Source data

▬▬▬

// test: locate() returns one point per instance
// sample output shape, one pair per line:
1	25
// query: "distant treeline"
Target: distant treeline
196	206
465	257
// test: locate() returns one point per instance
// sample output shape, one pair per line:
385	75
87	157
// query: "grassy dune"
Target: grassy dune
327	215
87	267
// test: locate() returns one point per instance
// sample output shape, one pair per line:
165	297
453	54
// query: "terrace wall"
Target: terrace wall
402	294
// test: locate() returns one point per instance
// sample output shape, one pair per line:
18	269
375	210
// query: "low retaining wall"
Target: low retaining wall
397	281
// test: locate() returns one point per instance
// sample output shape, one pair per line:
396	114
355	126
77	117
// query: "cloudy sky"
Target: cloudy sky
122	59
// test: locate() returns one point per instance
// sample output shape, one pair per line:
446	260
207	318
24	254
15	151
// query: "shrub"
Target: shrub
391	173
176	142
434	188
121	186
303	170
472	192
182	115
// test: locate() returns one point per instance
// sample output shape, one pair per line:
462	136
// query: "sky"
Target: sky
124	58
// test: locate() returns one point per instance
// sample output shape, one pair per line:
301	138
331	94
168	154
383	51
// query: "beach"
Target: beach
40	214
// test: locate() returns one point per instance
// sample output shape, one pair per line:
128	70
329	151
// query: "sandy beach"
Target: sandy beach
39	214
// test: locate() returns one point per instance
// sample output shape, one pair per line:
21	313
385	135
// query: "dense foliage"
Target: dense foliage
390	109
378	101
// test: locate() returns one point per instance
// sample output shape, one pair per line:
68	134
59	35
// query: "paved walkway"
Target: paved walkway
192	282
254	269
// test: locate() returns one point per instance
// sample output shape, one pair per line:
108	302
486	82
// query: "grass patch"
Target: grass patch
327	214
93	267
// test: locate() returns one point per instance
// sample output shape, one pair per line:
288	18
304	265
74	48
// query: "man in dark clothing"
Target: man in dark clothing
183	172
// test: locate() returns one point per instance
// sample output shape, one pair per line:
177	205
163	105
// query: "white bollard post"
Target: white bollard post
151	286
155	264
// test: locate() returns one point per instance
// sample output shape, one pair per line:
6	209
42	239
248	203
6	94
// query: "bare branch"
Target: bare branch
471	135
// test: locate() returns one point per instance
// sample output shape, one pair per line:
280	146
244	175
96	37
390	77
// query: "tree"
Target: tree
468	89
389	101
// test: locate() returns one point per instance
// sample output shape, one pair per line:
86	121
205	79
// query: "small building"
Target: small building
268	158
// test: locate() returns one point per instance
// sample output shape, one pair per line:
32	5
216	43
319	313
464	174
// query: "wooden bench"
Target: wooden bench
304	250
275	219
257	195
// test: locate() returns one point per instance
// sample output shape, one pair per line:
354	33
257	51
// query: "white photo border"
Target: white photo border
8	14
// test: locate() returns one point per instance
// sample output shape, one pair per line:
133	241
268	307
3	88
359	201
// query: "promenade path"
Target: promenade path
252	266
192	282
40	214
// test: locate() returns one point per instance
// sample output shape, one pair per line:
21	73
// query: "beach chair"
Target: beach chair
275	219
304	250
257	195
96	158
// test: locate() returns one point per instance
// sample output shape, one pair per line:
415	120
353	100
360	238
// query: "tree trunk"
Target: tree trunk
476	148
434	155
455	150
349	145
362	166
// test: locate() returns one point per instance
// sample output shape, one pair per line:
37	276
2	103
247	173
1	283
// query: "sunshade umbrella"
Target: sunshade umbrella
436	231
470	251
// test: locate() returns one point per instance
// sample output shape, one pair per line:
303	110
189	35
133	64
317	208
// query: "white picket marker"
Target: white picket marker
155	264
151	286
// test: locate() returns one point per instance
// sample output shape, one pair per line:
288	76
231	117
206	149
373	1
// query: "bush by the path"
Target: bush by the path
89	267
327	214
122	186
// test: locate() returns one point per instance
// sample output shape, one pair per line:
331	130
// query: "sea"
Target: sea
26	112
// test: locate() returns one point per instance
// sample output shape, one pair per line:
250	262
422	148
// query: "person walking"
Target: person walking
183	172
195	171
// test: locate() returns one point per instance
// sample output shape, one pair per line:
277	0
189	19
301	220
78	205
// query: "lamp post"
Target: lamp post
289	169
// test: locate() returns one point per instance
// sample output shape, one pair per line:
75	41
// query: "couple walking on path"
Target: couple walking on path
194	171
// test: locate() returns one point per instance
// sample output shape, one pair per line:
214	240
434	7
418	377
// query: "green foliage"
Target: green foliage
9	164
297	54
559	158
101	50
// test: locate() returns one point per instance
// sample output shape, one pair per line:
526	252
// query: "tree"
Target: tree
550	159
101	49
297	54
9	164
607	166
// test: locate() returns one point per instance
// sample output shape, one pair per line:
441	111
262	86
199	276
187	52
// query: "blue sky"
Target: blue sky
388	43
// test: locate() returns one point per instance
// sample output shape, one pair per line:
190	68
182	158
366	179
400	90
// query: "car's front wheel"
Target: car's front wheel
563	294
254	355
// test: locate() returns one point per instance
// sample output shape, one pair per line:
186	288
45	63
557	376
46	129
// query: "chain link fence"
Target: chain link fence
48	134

▬▬▬

EXERCISE GOAL: Copy each line of the data exactly, leaving nothing out.

PROBLEM SOLUTION:
// test: locate() returns one point per instance
// sample output shape, one pair per line:
1	25
// query: "distant treeline"
Target: distant treeline
196	206
465	257
// test: locate() returns one point per instance
// sample output shape, one pair per line:
385	75
87	157
// query: "grassy dune"
Target: grassy dune
327	215
87	267
// test: locate() returns one point per instance
// sample output shape, one pair per line:
165	297
453	54
// query: "terrace wall"
Target: terrace wall
402	294
// test: locate() returns one point per instance
// sample output shape, one pair per line:
18	269
375	210
// query: "low retaining wall"
Target: low retaining wall
397	281
// test: locate() returns one point per instance
// sample output shape, one pair per line:
396	114
355	126
77	117
// query: "cloudy sky"
Target: cloudy sky
122	59
// test: locate() returns one point per instance
// sample output shape, one pair per line:
446	260
207	318
24	254
15	151
// query: "shrub"
Target: shrub
391	173
176	142
434	188
121	186
303	170
472	192
182	115
// test: locate() returns one point per instance
// sample output shape, one pair per line:
462	136
// query: "sky"
Target: sky
124	58
// test: locate() returns one point per instance
// sample output shape, one pair per line:
301	138
331	94
168	154
383	51
// query: "beach"
Target: beach
40	214
// test: locate() returns one point per instance
// sample output shape, one pair per line:
128	70
329	151
// query: "sandy beach"
Target: sandy beach
39	214
// test: locate() returns one point per instance
// sample output shape, one pair per line:
21	313
385	135
// query: "dense foliage"
Target: dense foliage
390	109
378	101
// test: locate() returns one point per instance
// sample output shape, one pair per line:
68	134
59	35
// query: "paved walkway"
Target: paved walkway
192	282
254	269
// test: locate() returns one point per instance
// sample output shape, one pair per line:
108	302
486	82
// query: "grass patch"
Target: grass patch
327	214
93	267
// test: locate() returns one point per instance
// sample output shape, one pair per line:
288	18
304	265
74	48
// query: "man in dark clothing"
Target: man in dark clothing
183	172
// test: locate() returns one point per instance
// sample output shape, one pair per line:
177	205
163	105
// query: "white bollard post"
Target: white bollard post
151	286
155	264
// test: locate() returns one point per instance
// sample output shape, one pair per line:
6	209
42	239
248	203
6	94
// query: "bare branch"
Target: bare branch
471	135
// test: locate() returns one point per instance
// sample output shape, one pair per line:
280	146
244	175
96	37
390	77
// query: "tree"
Target: tree
468	89
389	101
// test: locate() returns one point per instance
// sample output shape, one pair per line:
86	121
205	79
// query: "small building"
Target: small building
268	158
// test: locate() returns one point per instance
// sample output shape, one pair per line:
32	5
216	43
319	313
464	174
// query: "wooden bench"
Target: wooden bench
304	250
275	219
257	195
// test: locate() returns one point per instance
// sample output shape, one pair per line:
354	33
257	51
// query: "white photo border"
Target: white photo border
8	14
// test: locate() returns one point per instance
// sample output shape, one pair per line:
133	241
268	307
3	88
359	201
// query: "promenade path"
Target: promenade path
252	266
192	282
40	214
// test: locate() returns one point per instance
// sample output shape, one pair per line:
21	73
// query: "beach chair"
Target: beach chair
275	219
304	250
257	195
96	158
// test: locate() returns one point per instance
// sample output shape, one pair per line:
415	120
353	100
360	238
// query: "tree trunk"
Target: tree trunk
476	148
434	155
455	150
349	145
362	166
// test: locate() returns one point per instance
// sample output shape, one pair per line:
37	276
2	103
247	173
1	283
// query: "sunshade umbrella"
Target: sunshade umbrella
436	231
470	251
// test: locate() returns one point per instance
// sample output shape, one pair per line:
303	110
189	35
133	64
317	208
// query: "white picket marker"
Target: white picket marker
155	264
151	286
// test: locate() returns one point per instance
// sample output shape, one pair per line:
288	76
231	117
206	149
373	1
// query: "bush by the path"
Target: bush by the path
89	267
327	214
122	186
// test: locate() returns one point per instance
// sample output shape, one pair per line:
331	130
// query: "sea"
Target: sea
26	112
// test: locate() returns one point per instance
// sample output shape, one pair per line:
250	262
422	148
// query: "person walking"
Target: person walking
183	172
195	171
// test: locate() returns one point per instance
// sample output shape, one pair per line:
277	0
189	19
301	220
78	205
// query: "lamp post"
Target: lamp post
289	169
// test: locate() returns one point per instance
// sample output shape, one pair per line:
75	41
// query: "couple walking on path"
Target: couple walking on path
194	171
// test: locate() returns one point per instance
// sample output shape, one pair per line:
214	240
434	7
418	377
// query: "green foliage"
Target: green foliage
9	164
297	54
559	158
101	50
// test: locate() returns one point per instance
// sample output shape, one pair per line:
526	252
// query: "tree"
Target: tree
550	159
101	49
297	54
9	164
607	166
// test: locate() returns one point per instance
// sample output shape, one pair per line:
441	111
262	86
199	276
187	52
// query: "blue sky"
Target: blue sky
388	43
// test: locate() returns one point per instance
// sample output shape, one pair per line:
190	68
182	158
366	179
400	90
// query: "car's front wheel"
Target: car's front wheel
563	294
254	355
// test: locate() returns one point per instance
// sample output shape, one pair per line:
186	288
45	63
557	376
46	129
// query: "chain link fence"
Target: chain link fence
48	134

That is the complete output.